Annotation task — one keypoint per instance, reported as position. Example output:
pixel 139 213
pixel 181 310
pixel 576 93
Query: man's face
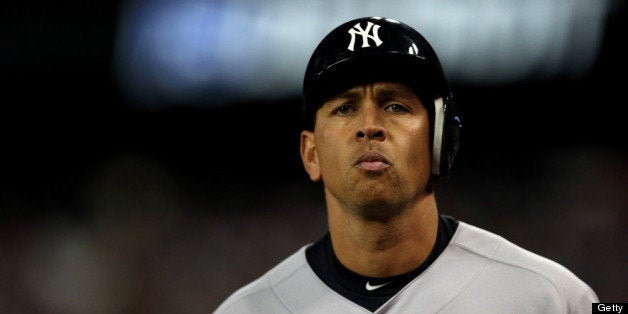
pixel 370 147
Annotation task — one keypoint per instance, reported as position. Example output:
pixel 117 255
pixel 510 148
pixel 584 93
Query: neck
pixel 384 248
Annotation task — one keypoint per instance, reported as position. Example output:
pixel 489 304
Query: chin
pixel 380 210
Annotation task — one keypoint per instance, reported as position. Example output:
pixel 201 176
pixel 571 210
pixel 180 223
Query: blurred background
pixel 150 148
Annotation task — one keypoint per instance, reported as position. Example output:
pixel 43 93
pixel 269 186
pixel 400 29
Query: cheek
pixel 418 144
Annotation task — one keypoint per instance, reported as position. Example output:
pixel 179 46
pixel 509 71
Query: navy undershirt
pixel 320 256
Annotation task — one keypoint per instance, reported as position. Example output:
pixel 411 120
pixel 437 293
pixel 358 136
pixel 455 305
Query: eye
pixel 343 110
pixel 396 107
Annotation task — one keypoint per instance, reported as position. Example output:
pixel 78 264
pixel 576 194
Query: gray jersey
pixel 478 272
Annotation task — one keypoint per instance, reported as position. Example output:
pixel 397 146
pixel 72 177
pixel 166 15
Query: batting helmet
pixel 379 49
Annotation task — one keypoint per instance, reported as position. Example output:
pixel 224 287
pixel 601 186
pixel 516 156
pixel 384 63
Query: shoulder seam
pixel 491 258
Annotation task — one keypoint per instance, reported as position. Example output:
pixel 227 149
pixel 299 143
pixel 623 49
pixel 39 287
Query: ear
pixel 309 157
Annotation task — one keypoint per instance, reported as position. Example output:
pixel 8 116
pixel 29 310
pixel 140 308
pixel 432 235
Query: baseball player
pixel 381 129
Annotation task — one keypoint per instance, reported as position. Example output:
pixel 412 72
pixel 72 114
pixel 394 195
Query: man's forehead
pixel 379 89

+--

→ **Exercise details**: With the line containing "pixel 516 156" as the first and the final line of the entries above as the last, write out that span exactly and nothing more.

→ **Answer**:
pixel 516 156
pixel 384 63
Query: shoulder seam
pixel 491 258
Annotation task — one keypoint per instance, reported as position. Example output:
pixel 227 149
pixel 299 143
pixel 623 49
pixel 39 287
Query: ear
pixel 309 157
Annotation task — one keypoint per instance, reported as position. Example output:
pixel 8 116
pixel 29 310
pixel 140 308
pixel 432 235
Query: baseball player
pixel 381 129
Annotation task — one keypoint per instance, reported as position. Example output:
pixel 412 72
pixel 72 114
pixel 394 195
Query: man's forehead
pixel 379 89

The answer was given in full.